WHAT THE TASK REQUIRES
Output each entry verbatim and exclude every picture from it.

RECORDS SUPPLIED

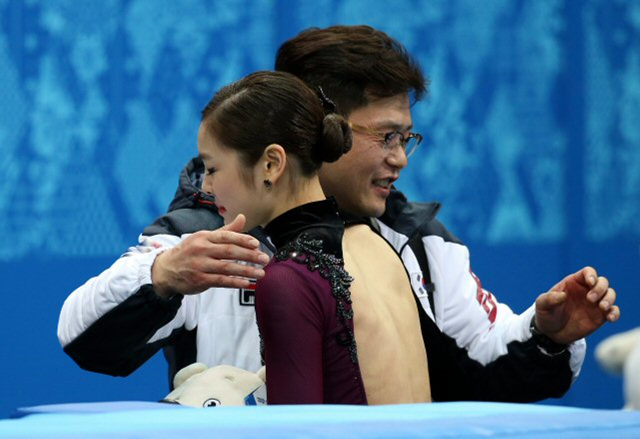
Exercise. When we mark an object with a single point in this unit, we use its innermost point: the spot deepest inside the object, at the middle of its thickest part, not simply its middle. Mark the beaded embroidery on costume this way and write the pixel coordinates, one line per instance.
(305, 250)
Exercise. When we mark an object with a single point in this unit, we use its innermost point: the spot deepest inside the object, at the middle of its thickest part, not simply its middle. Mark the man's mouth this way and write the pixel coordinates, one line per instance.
(221, 209)
(384, 183)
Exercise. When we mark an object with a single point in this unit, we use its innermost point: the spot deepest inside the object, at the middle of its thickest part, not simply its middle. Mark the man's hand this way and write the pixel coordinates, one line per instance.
(576, 306)
(208, 259)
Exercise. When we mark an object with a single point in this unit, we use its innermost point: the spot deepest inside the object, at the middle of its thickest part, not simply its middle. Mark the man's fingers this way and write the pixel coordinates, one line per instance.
(231, 268)
(550, 300)
(590, 276)
(222, 281)
(614, 314)
(608, 299)
(237, 225)
(599, 290)
(224, 236)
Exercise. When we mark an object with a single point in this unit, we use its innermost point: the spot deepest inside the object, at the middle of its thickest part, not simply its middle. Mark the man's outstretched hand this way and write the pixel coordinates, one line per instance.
(576, 306)
(209, 259)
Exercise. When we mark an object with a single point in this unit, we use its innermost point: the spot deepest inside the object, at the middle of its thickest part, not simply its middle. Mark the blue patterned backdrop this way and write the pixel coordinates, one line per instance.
(533, 127)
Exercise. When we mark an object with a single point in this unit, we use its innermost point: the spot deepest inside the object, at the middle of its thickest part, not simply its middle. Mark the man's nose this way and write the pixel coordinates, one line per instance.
(207, 186)
(397, 157)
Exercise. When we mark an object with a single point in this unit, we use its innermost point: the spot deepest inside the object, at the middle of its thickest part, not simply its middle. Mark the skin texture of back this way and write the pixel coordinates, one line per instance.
(391, 353)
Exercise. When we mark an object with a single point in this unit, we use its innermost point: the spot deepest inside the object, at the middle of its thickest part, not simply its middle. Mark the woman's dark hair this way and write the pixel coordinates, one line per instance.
(276, 107)
(353, 64)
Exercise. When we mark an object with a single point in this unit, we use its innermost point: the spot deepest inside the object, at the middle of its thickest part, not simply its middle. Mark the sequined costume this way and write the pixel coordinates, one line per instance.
(304, 313)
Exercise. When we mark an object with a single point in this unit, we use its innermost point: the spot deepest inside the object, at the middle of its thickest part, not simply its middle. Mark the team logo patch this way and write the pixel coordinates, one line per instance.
(248, 295)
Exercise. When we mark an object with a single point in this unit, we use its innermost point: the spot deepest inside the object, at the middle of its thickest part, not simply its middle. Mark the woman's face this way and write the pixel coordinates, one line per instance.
(233, 193)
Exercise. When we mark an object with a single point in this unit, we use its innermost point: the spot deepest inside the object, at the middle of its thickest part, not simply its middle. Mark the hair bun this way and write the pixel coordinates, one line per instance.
(336, 138)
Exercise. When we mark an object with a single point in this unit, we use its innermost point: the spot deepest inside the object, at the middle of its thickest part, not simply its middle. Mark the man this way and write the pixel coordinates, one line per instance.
(477, 349)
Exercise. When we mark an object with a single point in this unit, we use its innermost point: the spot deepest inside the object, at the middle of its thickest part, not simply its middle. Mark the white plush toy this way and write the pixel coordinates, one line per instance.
(198, 385)
(620, 354)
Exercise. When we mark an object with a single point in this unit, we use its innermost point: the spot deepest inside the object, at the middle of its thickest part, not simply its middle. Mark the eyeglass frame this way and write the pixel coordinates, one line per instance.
(385, 137)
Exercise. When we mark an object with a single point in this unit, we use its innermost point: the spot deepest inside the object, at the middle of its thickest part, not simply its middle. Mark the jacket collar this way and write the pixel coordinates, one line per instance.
(407, 217)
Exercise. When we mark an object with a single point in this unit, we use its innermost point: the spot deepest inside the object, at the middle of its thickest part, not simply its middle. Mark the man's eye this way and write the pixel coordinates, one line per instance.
(393, 138)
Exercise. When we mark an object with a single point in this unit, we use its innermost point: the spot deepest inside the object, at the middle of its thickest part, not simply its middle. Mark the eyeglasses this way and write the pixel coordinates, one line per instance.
(409, 143)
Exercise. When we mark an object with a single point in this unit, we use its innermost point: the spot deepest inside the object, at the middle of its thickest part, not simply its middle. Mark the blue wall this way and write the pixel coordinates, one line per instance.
(533, 148)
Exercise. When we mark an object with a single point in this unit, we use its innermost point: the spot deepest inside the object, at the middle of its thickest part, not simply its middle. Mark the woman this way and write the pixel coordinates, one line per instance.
(263, 140)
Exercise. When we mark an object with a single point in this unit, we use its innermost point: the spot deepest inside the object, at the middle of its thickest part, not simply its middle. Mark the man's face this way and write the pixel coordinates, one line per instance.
(361, 179)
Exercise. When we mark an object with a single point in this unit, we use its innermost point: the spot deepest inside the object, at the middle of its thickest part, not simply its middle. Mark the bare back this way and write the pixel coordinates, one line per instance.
(391, 352)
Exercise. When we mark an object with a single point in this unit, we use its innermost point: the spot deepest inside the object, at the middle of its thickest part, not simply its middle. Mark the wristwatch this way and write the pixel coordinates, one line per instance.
(544, 343)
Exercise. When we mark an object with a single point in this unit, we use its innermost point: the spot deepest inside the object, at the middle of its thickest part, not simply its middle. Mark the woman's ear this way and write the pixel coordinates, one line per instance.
(274, 162)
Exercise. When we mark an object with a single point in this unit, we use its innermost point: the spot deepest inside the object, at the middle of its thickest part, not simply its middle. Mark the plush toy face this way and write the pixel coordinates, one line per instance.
(199, 386)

RESPONSE TO THE EXERCISE
Exercise. When we mark an object with a single point in this unit, we use its innermost point: the spot deepest inside the object, at the middle of its thickest part, not simply its middle. Mark the beaded embroidery on costume this way and write the pixel coordinates, one line per instance.
(305, 250)
Exercise. When we mark an object with a single point in this unit, we use its innermost point: the spot deepest inside the object, at the middle of its thickest part, not simply its middle. Mark the man's mouth this way and write the pixel coordinates, one line per instance.
(221, 209)
(384, 183)
Exercise. When we mark an object with a single point in this unit, we use its innermost point: the spot deepest inside the object, at the middle of its thickest part, not simply its middle. Mark the man's hand this way and write the pixel coordinates, one line per instance.
(576, 306)
(208, 259)
Exercise. When we mark an object with a single point in this unit, we use its innermost point: the spot deepest inside the object, at the middle of its thickest part, not simply its middle. Mark the man's fingers this way and write the pixel coordinates, one line per instance.
(231, 268)
(550, 300)
(590, 276)
(222, 281)
(614, 314)
(608, 299)
(237, 225)
(599, 290)
(224, 236)
Exercise. When we mark an object with a single point in this unit, we use its innermost point: the spot deepest inside the object, at the middle of its thickest part, not simply its middle. Mark the man's outstretched hand this way and write the pixel coordinates, one line per instance.
(576, 306)
(209, 259)
Exercise. When we mark an object with a single point in this unit, we use its innermost point: the spot deepest inside the object, at the middle of its thickest part, not simply its middle. Mark the blue patterned backdrop this way and write the pixel coordinates, one line per instance.
(533, 127)
Exercise. When we mark an object with a single point in this unit, we use its innermost point: the spot deepest inside the object, at the middle of its thickest part, not simply its middle. Mark the man's nose this way and write the pixel coordinates, one line per instance.
(207, 186)
(397, 157)
Exercise. When we mark an object with a single point in this unit, we use its innermost point: the spot deepest inside the object, at the middle of its thickest part, not simply its middle. Mark the skin texture of back this way and write the pixel coordinates, one line per instance.
(391, 353)
Exercise. When we mark an object with a single point in this unit, we use its innermost point: the spot deepest inside the object, at the middle of its thickest part, not simply its middle. Mark the woman's dark hair this way and write the pixel coordinates, one line per instance.
(276, 107)
(353, 64)
Exercise. When we mark an object with a single point in this unit, we use its innermost point: the spot deepest inside the object, at the middle of its thickest part, not simply its middle. Mark the sequined costume this way and write the pixel coordinates, one line per instance.
(304, 313)
Exercise. When we mark an object with a single point in this unit, we use its innermost point: the spot deepest inside the object, at the middle of its thickest part, not simply its middle. Mark the team logo patch this way and write the pixel coordinates, one line per instance.
(248, 295)
Exercise. When we mark an object with a single point in this unit, we use its innermost point: the spot deepest inside the object, at the middle of its thickest part, not simply its middle. Mark the woman's face this way and write the pixel coordinates, one line per instance.
(233, 193)
Exercise. When we mark an object with a single point in this unit, we use its innermost point: the spot deepest inside the object, at the middle of its thickest part, not simply its middle. Mark the hair bun this way and write the pixel coordinates, one line per instance.
(336, 138)
Exercise. When we mark an object with a single point in this unit, we use its innermost point: the spot deepest inside the object, at the middle of its thickest part, not simply its middle. Mark the man this way and write the pixel coordinates, one line per instance.
(477, 349)
Exercise. When we mark an object with a single point in this unit, we use its innermost point: the spot deepest inside the object, at the middle of its thickest part, not simply its middle. Mark the white plush toy this way and write the pixel coordinates, one line per instance.
(198, 385)
(620, 354)
Exercise. When we mark an object with a single point in this unit, we use its innermost point: the spot deepest inside the object, at the middle of its thickest part, not simply its middle. Mark the eyeglass frame this way and write the pixel coordinates, one line per instance.
(385, 137)
Exercise. When we mark an object with a single point in this unit, we use its innermost point: the spot deepest inside the object, at the middle of its thickest part, not simply its middle. Mark the jacket collar this way and write the pixel coordinates, one line per instance.
(407, 217)
Exercise. When we mark an object with a single point in this unit, we use its innermost point: the spot deepest inside the object, at the middle of its thickest part, not simply its middle. Mark the man's eye this way and write the pixel coordinates, one line per instance.
(393, 138)
Exercise. When we mark an object with a single point in this unit, we use its innermost point: the spot deepest inside the object, at the middle of its thickest part, not simply its middle. Mark the eyeglasses this way and write the pixel coordinates, one line per instance.
(409, 143)
Exercise. When we mark an object with a single point in this unit, we use its innermost point: the spot deepest inside the object, at the middle of its thickest part, not simply its middle. Mark the blue wall this way and write the pixel coordinates, one line per instance.
(533, 148)
Exercise. When we mark an object with a single point in this unit, we use its innermost point: the spot deepest inside the object, at the middle of its thickest part, not simply its middle. Mark the woman this way and write the pixel coordinates, one line per instance.
(263, 140)
Exercise. When we mark an object with a single point in this unit, we use its innermost point: the spot deepest inside the object, at the middle of its thickest part, not simply its middle. Mark the man's face this way and write the pixel coordinates, one line per instance.
(361, 179)
Exercise. When we mark an object with a single point in this unit, we use its innermost point: the spot deepest inside the object, at the middle of its thickest part, not simply its middle. Mark the bare back this way and write the pixel coordinates, one line per instance.
(391, 352)
Exercise. When we mark an object with a single point in this unit, we use its innermost point: the spot deepest inside the object, at the middle of its thickest part, not simply its middle. Mark the wristwatch this way and write the pixel coordinates, one line per instance.
(544, 343)
Exercise. When we mark an object with a single point in this unit, we use its innermost point: the spot deepest inside the object, at the middle of its thickest part, not simply its middle. Mark the woman's ear this way and write the pixel coordinates, one line per instance.
(274, 162)
Exercise. When we mark an object with a single point in this unit, we use its innermost point: the spot deepest inside the object, at the middle of its thickest part, not simply its middle. Mark the plush toy face this way and write the pixel coordinates, one line per instance.
(199, 386)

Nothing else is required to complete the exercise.